(Source data)

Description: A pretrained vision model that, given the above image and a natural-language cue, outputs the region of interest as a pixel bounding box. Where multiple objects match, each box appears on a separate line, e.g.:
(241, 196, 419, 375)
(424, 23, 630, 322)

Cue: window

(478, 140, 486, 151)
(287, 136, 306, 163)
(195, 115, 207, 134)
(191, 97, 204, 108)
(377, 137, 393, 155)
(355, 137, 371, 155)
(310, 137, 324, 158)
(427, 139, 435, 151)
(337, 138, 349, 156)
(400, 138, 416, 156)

(End Source data)

Goal of the exercise - Each entry must appear again in the answer exactly as written.

Output for this exercise -
Description: A pretrained vision model that, given the above image and a natural-language cue, outputs the region of interest as a pixel bounding box. Where multiple objects match, each box appears on a separate line, e.g.:
(241, 196, 419, 375)
(424, 23, 630, 322)

Cue: window

(478, 140, 486, 151)
(287, 136, 306, 163)
(195, 115, 207, 134)
(191, 97, 204, 108)
(377, 137, 393, 155)
(355, 137, 371, 155)
(310, 137, 324, 158)
(427, 139, 435, 151)
(337, 138, 349, 156)
(400, 138, 416, 156)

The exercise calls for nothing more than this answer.